■ TASK: Return, word for word, every line starting at the line with "Query: rusty rail" and ending at the final line of the entries; skip the pictures.

■ Records from a dataset:
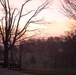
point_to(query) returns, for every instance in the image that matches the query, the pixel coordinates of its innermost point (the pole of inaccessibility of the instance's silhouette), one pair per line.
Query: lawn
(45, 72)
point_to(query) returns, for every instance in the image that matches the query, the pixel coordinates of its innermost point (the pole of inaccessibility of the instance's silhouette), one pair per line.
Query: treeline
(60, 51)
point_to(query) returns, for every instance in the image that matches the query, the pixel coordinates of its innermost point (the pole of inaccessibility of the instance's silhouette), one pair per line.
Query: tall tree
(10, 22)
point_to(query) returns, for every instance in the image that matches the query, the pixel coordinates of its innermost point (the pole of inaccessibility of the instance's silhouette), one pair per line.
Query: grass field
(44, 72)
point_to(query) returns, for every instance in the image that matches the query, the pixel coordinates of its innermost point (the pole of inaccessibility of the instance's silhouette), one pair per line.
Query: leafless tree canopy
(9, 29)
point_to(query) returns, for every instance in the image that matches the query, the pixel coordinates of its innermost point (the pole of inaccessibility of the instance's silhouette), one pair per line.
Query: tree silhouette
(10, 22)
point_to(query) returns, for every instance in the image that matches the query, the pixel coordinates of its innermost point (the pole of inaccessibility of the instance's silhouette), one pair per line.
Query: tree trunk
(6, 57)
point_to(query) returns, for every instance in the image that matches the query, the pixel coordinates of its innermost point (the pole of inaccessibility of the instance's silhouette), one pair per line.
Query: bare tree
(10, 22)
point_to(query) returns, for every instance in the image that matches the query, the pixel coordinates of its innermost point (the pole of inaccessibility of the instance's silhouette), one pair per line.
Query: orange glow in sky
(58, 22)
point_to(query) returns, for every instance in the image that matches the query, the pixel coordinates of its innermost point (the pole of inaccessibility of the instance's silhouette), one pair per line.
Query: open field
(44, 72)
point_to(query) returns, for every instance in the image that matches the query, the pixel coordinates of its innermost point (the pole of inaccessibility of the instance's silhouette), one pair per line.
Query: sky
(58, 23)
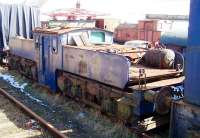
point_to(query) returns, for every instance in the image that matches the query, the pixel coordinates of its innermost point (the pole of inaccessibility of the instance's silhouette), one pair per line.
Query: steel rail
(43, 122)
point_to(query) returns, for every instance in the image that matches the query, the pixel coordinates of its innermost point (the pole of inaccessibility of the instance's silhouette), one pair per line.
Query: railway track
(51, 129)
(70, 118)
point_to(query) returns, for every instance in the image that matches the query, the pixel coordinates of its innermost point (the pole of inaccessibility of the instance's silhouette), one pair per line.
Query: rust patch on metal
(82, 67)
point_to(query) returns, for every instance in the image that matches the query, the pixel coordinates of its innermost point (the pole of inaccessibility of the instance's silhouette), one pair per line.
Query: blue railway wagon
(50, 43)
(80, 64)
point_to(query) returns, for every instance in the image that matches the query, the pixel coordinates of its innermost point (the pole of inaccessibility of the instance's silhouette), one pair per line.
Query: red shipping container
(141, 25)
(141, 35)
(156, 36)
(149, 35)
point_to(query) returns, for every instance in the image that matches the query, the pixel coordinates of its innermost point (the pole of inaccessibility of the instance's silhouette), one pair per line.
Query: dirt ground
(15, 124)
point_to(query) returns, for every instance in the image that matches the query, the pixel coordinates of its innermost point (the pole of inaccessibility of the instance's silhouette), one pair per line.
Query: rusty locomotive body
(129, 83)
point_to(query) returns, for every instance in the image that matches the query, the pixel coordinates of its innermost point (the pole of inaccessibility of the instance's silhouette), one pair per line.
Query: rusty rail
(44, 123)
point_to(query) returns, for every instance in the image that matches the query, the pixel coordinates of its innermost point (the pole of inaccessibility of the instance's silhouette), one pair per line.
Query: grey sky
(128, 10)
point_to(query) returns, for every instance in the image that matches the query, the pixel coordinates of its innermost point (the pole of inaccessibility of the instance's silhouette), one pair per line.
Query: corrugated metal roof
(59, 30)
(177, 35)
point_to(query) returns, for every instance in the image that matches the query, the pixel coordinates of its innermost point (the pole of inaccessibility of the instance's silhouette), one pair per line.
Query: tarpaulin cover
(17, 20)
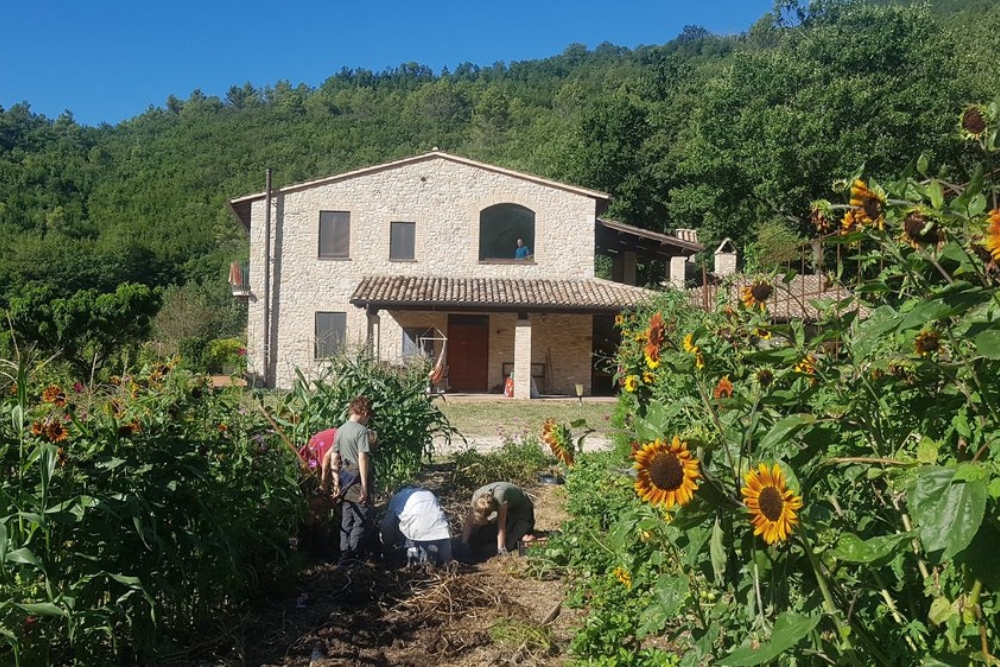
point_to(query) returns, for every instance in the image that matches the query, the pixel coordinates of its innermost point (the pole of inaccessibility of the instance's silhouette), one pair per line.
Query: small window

■ YOUR SOLUTION:
Query: rusty rail
(44, 123)
point_to(query) returns, for every instance in the image that matches the query, the pixel coordinates of its innermost point (the pole of inaccessibility of the instance's silhouette), one pair per line.
Query: grey sky
(128, 10)
point_to(query) returns, for every instance in the image that matches the query, the pixel coordinates of its innermost point (the pole of inaccessibility of the instance's silhouette), one pair per line.
Query: corrugated metal roof
(59, 30)
(177, 35)
point_to(query) returns, for every instance in the image that matches the query, the pixel coordinates of its innermost point (the pole of inaccessibility of the instance's silhouette), one pair per line.
Query: tarpaulin cover
(17, 20)
point_to(query) returns, for every instance in the image that matches the query, the pixel coordinates of its innermost point (the pole of inaccessibility of the instance's silhouette), one pair per line.
Query: small window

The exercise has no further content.